● Available data
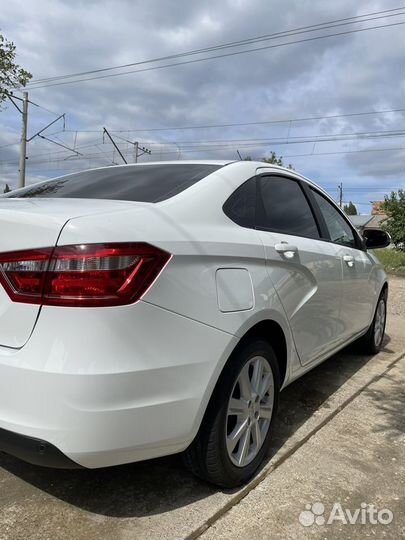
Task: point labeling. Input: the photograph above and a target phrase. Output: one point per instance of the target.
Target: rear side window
(143, 183)
(241, 205)
(283, 207)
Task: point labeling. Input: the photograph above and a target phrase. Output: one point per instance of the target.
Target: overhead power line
(360, 18)
(201, 146)
(241, 124)
(58, 81)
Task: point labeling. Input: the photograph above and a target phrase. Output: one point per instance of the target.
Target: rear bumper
(35, 451)
(110, 386)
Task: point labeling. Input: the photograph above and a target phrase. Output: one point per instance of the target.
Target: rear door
(358, 286)
(305, 270)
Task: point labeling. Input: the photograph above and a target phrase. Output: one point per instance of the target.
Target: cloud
(338, 75)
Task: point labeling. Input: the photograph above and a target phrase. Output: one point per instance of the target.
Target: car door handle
(349, 260)
(286, 249)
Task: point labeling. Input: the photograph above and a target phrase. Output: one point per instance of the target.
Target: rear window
(143, 183)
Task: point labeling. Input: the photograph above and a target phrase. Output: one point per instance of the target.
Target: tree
(12, 76)
(276, 160)
(394, 207)
(273, 159)
(350, 209)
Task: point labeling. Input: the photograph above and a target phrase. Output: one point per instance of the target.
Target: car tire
(372, 341)
(212, 456)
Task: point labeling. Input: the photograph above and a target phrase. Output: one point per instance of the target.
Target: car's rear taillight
(82, 275)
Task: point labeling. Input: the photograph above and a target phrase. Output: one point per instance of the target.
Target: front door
(359, 287)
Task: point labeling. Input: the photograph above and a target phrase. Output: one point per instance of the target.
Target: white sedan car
(159, 308)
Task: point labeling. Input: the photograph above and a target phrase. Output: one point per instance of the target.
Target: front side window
(339, 230)
(283, 207)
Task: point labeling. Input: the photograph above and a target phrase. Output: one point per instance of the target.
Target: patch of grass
(392, 259)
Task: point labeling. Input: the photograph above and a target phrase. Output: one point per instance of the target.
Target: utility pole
(140, 151)
(23, 143)
(340, 188)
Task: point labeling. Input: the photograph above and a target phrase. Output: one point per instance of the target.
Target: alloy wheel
(249, 411)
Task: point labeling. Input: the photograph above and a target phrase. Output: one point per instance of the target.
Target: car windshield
(143, 183)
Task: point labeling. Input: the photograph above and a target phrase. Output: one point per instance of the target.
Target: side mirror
(376, 238)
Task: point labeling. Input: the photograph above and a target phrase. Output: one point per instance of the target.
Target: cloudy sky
(295, 97)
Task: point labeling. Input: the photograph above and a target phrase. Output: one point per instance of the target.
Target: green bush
(392, 259)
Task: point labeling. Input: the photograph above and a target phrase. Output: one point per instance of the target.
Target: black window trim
(300, 184)
(357, 238)
(226, 204)
(307, 189)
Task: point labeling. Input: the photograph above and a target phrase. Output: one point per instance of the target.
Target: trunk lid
(30, 224)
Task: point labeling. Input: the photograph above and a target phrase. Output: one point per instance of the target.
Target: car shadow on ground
(162, 485)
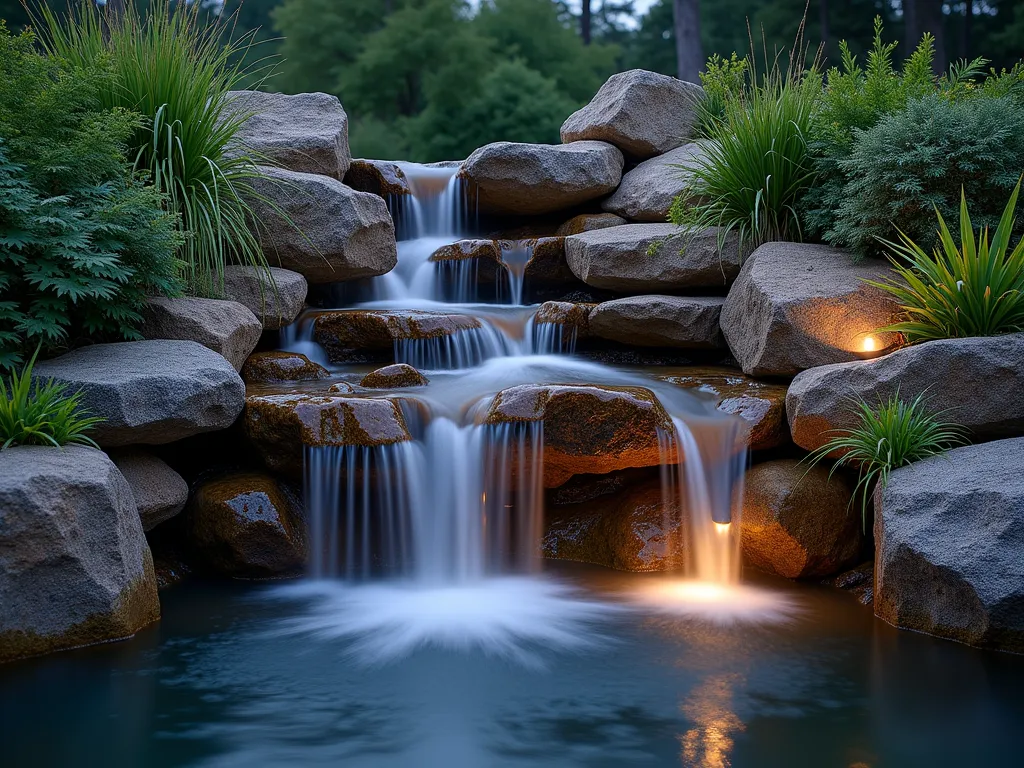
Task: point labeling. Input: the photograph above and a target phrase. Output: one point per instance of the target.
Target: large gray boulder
(949, 538)
(795, 306)
(225, 327)
(509, 178)
(276, 299)
(332, 232)
(646, 193)
(160, 493)
(75, 567)
(652, 258)
(306, 132)
(641, 113)
(151, 391)
(978, 382)
(659, 322)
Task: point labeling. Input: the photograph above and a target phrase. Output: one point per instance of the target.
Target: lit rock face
(646, 193)
(949, 534)
(75, 567)
(280, 426)
(335, 232)
(688, 323)
(799, 523)
(642, 113)
(248, 525)
(393, 377)
(151, 391)
(344, 333)
(631, 529)
(160, 493)
(508, 178)
(275, 304)
(270, 367)
(978, 382)
(760, 404)
(587, 429)
(306, 132)
(225, 327)
(652, 258)
(796, 306)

● Requirement
Could you restate every record above word for word, leaving the pictures out?

● Response box
Task: point labeling. Input: the photograph above and a target phrase. Output: one point per instance of the target.
Target: rear side window
(143, 183)
(241, 205)
(283, 207)
Task: point labeling. Input: the photograph above and a target phrase. Output: one point per instance of the target.
Target: overhead power line
(360, 18)
(201, 146)
(241, 124)
(58, 81)
Task: point labeling. Input: the photograph above and a target phrase. Output: one point per instance of the target.
Target: rear bumper
(35, 451)
(110, 386)
Task: point labeling. Input: the photograph above and a target phrase. Output: one point per instance of the target.
Target: rear door
(358, 286)
(305, 270)
Task: point labeling. Input: the photograph above and a target phrase. Output: one point per instance of the target.
Target: cloud
(338, 75)
Task: point labeling. Input: the photograph above and a target phrase. Output: one point per instance of the target.
Target: car door handle
(349, 260)
(286, 249)
Task: point labeling. Input: the photograph above and a target phrase. Output: one point per instance of the target.
Target: rear window
(143, 183)
Task: point labeling. Input: the photograph above and a target phrase. Output: one point per instance of the target.
Target: tree
(12, 76)
(276, 160)
(394, 207)
(273, 159)
(350, 209)
Task: point labeling. Input: the photograph above and a target phrase. Output: one point per instance of the target.
Target: car tire
(372, 341)
(212, 456)
Task: point labeling. Input: the photograph above and a target phrase. Output: one point per instance of the target.
Target: car's rear taillight
(82, 275)
Task: point labeling. Input: the photograph above and a target phrase. Output: one point per instance of the target.
Target: front door
(359, 287)
Task: point labeling. Input: the photograph above and a target phrase. Output: one point per instance of the target.
Target: white sedan car
(159, 308)
Task: point labeling. Input: the photograph above and a target phrase. Output: one point per instance of the target.
Target: front side window
(339, 230)
(283, 207)
Task: point labeling. Input: the photograph above and a target phrase. Output: one point per instance of the target.
Target: patch of grass
(392, 259)
Task: point labeling. Input: the photograph above and a target phrase. Output: one point per instance of the target.
Target: utility pole
(140, 151)
(23, 143)
(340, 188)
Task: point labeling. Input: the photograph above and a target phrase. Output: one point per instance of the target.
Target: alloy wheel
(249, 411)
Task: point labeling. Input: the photograph above and a target phrase. Output: one point per instance of the target.
Target: car windshield
(143, 183)
Task: point labeling. Input: the photograph above and a target phrase. Output: one point per instance of the target.
Target: side mirror
(376, 238)
Task: point labeling. Input: the photograph above and a target phrase. Output: one point per instance of the target.
Target: cloudy sky
(295, 97)
Task: point labeling. Input: the photograph above and a target phrase. Output: one point per instance of the target.
Target: green bush
(392, 259)
Task: point labeling. Input: the photograph above and a target phrase. Output: one point per instance of the target.
Target: black window trim
(300, 184)
(357, 238)
(226, 204)
(307, 189)
Task: point labeling. Input: the photograph above and a target phrase. Output: one point per instance of the target.
Target: trunk lid
(30, 224)
Task: point labeling. Input: the photograph above and a target phrase. Output: one point per instance of the target.
Target: car shadow on ground
(162, 485)
Task: point labeling. Input: the photograph above and a target phrase. Output: one point per instance of the target.
Target: large gray boulder
(949, 538)
(795, 306)
(225, 327)
(509, 178)
(276, 299)
(332, 232)
(646, 193)
(160, 493)
(75, 567)
(652, 258)
(306, 132)
(641, 113)
(151, 391)
(978, 382)
(659, 322)
Task: point labeling. Input: the photograph above and a target phrase. Output: one point per instance of the target.
Target: lit rock face
(646, 193)
(949, 534)
(75, 567)
(280, 426)
(335, 232)
(688, 323)
(799, 523)
(642, 113)
(248, 525)
(393, 377)
(151, 391)
(344, 333)
(631, 529)
(160, 493)
(508, 178)
(275, 304)
(270, 367)
(978, 382)
(760, 404)
(587, 429)
(306, 132)
(225, 327)
(652, 258)
(796, 306)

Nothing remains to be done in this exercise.